Your instructions :: Where does the word "instance" appear in the data? Copy every line that holds it.

Records for this exercise ::
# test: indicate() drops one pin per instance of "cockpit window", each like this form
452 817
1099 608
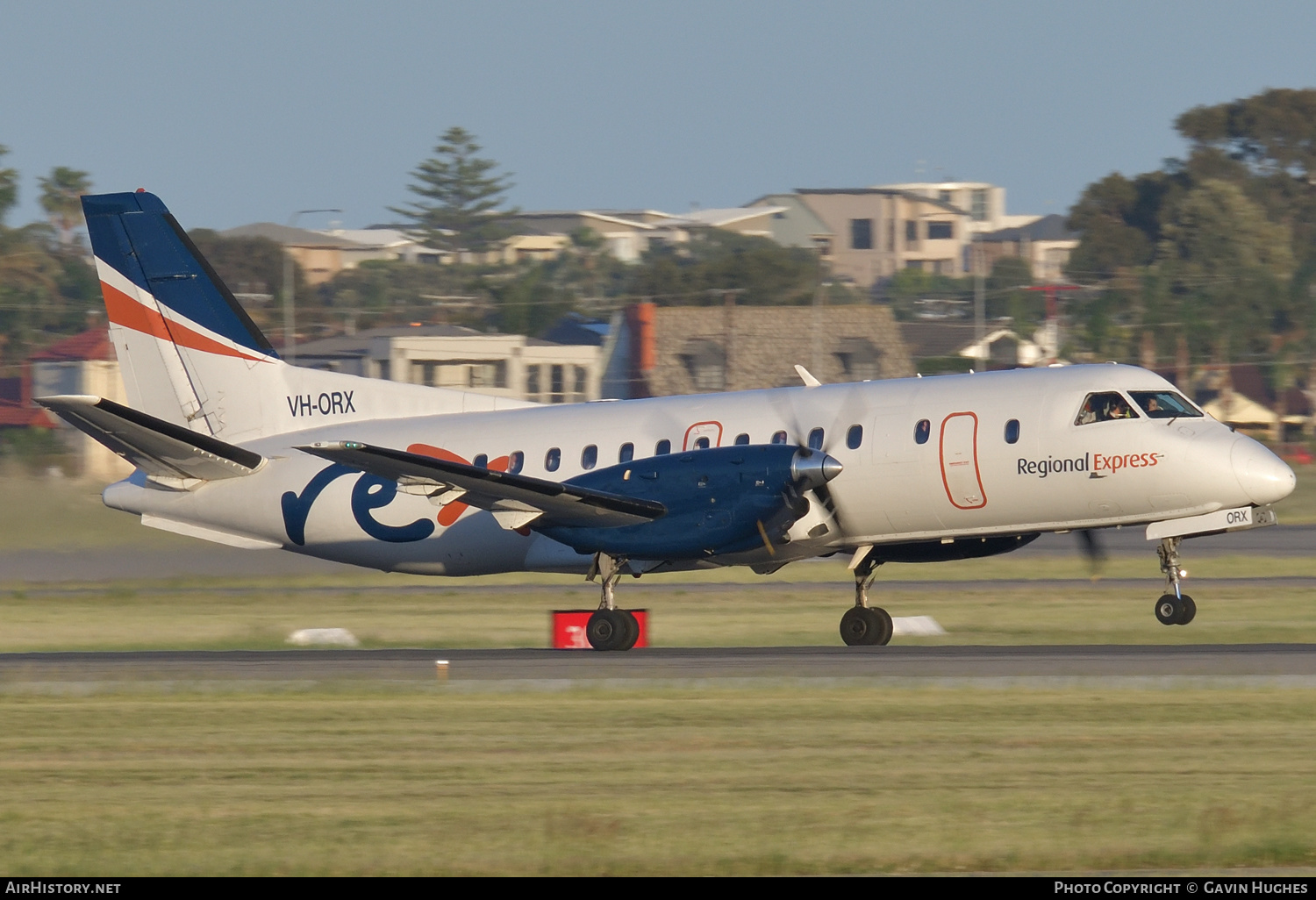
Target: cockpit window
==
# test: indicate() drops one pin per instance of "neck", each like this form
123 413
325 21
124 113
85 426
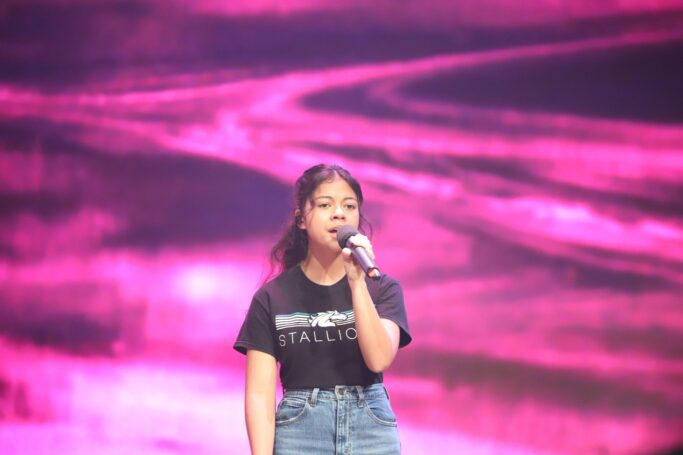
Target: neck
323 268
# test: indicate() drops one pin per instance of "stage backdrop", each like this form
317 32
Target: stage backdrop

Task response ::
# test: indicate() drops one pin per instance of "cockpit window", each like this form
# test: indicate() drops one pin per instance of "neck", each like this form
# test: indicate() drops one pin per instance of "stage backdrop", each like this form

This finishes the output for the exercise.